→ **Text to read**:
────

Some third-party software (backup, message hygiene, and so on) is not supported on clustered nodes.
Additional expertise is required to manage clustering technologies and shared storage.
Some typical management functions (such as stopping and starting a service) are different on clusters than they are on typical Windows servers.

The Ugly

Why the "ugly" category? Well, the "bad" category is all technology and cost. These are things that as information technology professionals, we can address through budgeting and training. However, "the ugly" rears its head at the management layer. Often clustering technologies are sold to senior management by salespeople. The technical implementation and requirements get a little fuzzy at this layer.

When clustering is "sold" to management, expectations are often very high for what can be delivered. Management often views this as "magic" or the "answer to all our problems."
Failover times are usually between two and five minutes, but possibly longer. The perception is often that failover is always instantaneous.
Exchange clustering does not protect an organization from power failures, network infrastructure failures, Active Directory problems, DNS problems, and so on.
Additional expertise and training are required to support the additional complexity. Often this is in the form of consultants and classes. This is a factor that management often does not hear about.

Overcoming the Bad and the Ugly

Both the bad and ugly aspects of clustering can be overcome. The most important factor is to separate fact from fiction and hype in all of your management discussions, briefings, presentations, and documentation. Don't oversell the technology or feed the perception that Exchange clustering is actually "magic e-mail pixie dust." A lot of us get caught in the "gee it will be so great to have this new technology" frenzy that we are afraid to present all of the facts for fear we will lose our funding.

Balance and lessen the enthusiasm of salespeople, vendors, and senior management with by presenting a realistic view of clustering features, functions, and benefits.

The Intimidation Factor

One interesting factor of implementing a cluster is the intimidation factor. Junior or inexperienced administrators often look at clustering technology as a black box. Though they may have been trained to manage Windows servers, they are not trained in clustering.

Interestingly enough, this can function as a factor for improving availability. Quite a bit of downtime that we have come in contact with has been the result of junior administrators taking initiative (incorrectly) and making a situation worse. Frequently, though, with clusters, the junior administrator will leave them alone and wait for someone with more clustering experience.

────

→ **Directions**:
1. For each statement below, say whether it agrees with the Exchange clustering text, answering yes or no and quoting the words of the text that decide it. (a) Failover is usually instantaneous. (b) Exchange clustering protects an organization from DNS problems. (c) With clusters, junior administrators frequently leave them alone and wait for someone with more clustering experience.
2. Please list every failure or problem that the Exchange clustering text names as one Exchange clustering does not protect an organization from.

────

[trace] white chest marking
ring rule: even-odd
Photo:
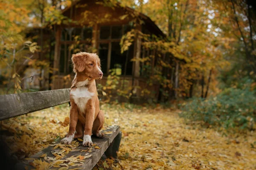
[[[88,100],[94,95],[94,93],[91,93],[85,87],[79,87],[70,93],[75,103],[77,105],[78,109],[82,113],[85,111],[85,106]]]
[[[88,84],[89,80],[88,79],[86,79],[85,80],[83,81],[82,82],[77,82],[76,85],[77,87],[84,86],[86,85],[87,85]]]

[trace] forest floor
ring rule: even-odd
[[[105,127],[118,125],[122,133],[113,169],[252,170],[256,169],[256,133],[227,133],[187,125],[179,110],[128,104],[102,105]],[[2,122],[14,156],[23,159],[67,132],[67,104]]]

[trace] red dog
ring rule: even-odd
[[[104,115],[99,110],[96,79],[101,79],[100,60],[96,54],[80,52],[72,55],[76,76],[70,94],[70,126],[66,137],[61,142],[70,144],[74,138],[83,137],[83,145],[93,145],[92,133],[99,138],[103,126]]]

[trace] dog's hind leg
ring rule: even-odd
[[[102,110],[100,110],[96,119],[93,122],[93,133],[98,138],[103,138],[104,137],[103,133],[99,132],[99,130],[103,127],[104,123],[104,113]]]
[[[83,134],[83,125],[79,120],[76,124],[76,133],[75,133],[74,138],[82,138],[84,136]]]

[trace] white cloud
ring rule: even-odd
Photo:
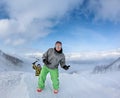
[[[89,0],[88,10],[95,14],[95,20],[120,22],[120,0]]]
[[[0,38],[5,40],[5,43],[19,45],[51,33],[56,22],[50,19],[59,20],[83,0],[4,1],[10,19],[0,20]]]

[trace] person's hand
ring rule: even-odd
[[[63,69],[68,70],[69,67],[70,67],[70,65],[68,65],[68,66],[67,66],[67,65],[64,65],[64,66],[63,66]]]
[[[35,65],[36,62],[38,62],[38,61],[35,61],[35,62],[33,62],[32,64]]]
[[[51,64],[51,63],[48,62],[48,60],[46,60],[46,59],[43,59],[43,63],[44,63],[45,65],[49,65],[49,64]]]

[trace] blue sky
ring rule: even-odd
[[[0,49],[67,53],[120,48],[119,0],[1,0]]]

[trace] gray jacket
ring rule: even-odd
[[[47,59],[51,64],[46,65],[50,69],[58,68],[59,64],[61,67],[65,65],[65,55],[63,53],[57,53],[54,48],[49,48],[47,52],[43,54],[43,59]]]

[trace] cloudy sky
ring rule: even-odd
[[[0,0],[0,49],[67,53],[120,48],[120,0]]]

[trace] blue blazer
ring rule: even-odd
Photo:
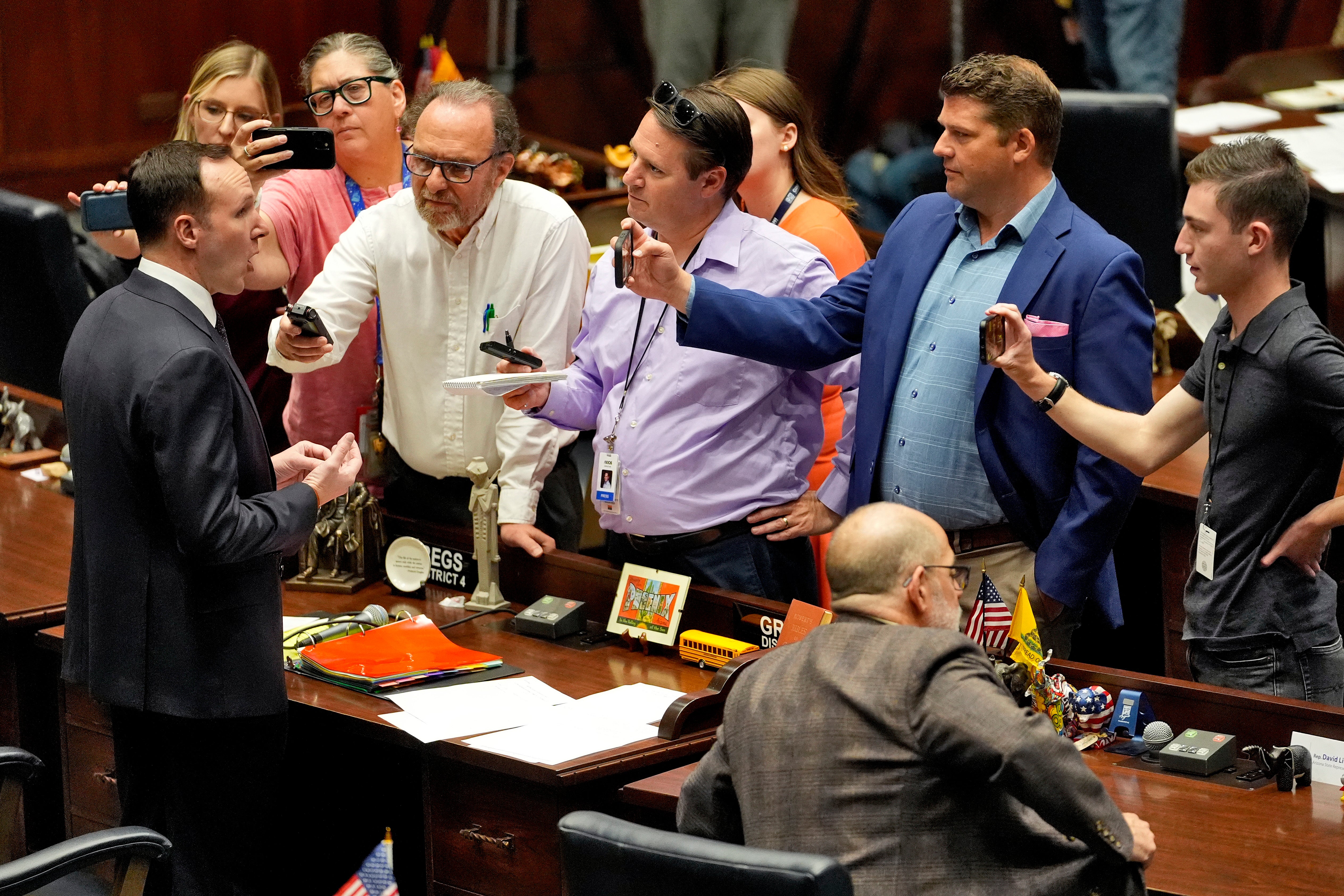
[[[878,455],[919,296],[956,234],[958,203],[921,196],[902,210],[878,257],[814,300],[765,298],[695,278],[683,344],[814,369],[863,352],[849,509],[874,493]],[[1129,246],[1085,215],[1063,187],[1004,281],[1000,301],[1068,324],[1032,340],[1036,360],[1079,394],[1124,411],[1152,407],[1153,310]],[[1003,371],[976,377],[976,443],[1012,531],[1038,552],[1036,584],[1071,607],[1093,598],[1124,622],[1110,556],[1140,480],[1079,445]]]

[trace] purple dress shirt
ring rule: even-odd
[[[816,246],[732,203],[687,270],[765,296],[820,296],[836,282]],[[528,411],[562,429],[595,429],[598,453],[607,450],[640,313],[640,297],[613,281],[607,250],[589,278],[569,380],[552,384],[546,406]],[[601,514],[602,528],[634,535],[695,532],[797,498],[821,450],[823,384],[852,395],[859,386],[859,356],[805,372],[677,345],[676,312],[656,301],[645,305],[634,360],[614,446],[621,512]],[[848,454],[835,465],[823,494],[843,505]]]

────

→ **Answers for the exercise**:
1.
(a) No: "Failover times are usually between two and five minutes, but possibly longer."
(b) No: "Exchange clustering does not protect an organization from power failures, network infrastructure failures, Active Directory problems, DNS problems, and so on."
(c) Yes: "Frequently, though, with clusters, the junior administrator will leave them alone and wait for someone with more clustering experience."

2.
- Power failures
- Network infrastructure failures
- Active Directory problems
- DNS problems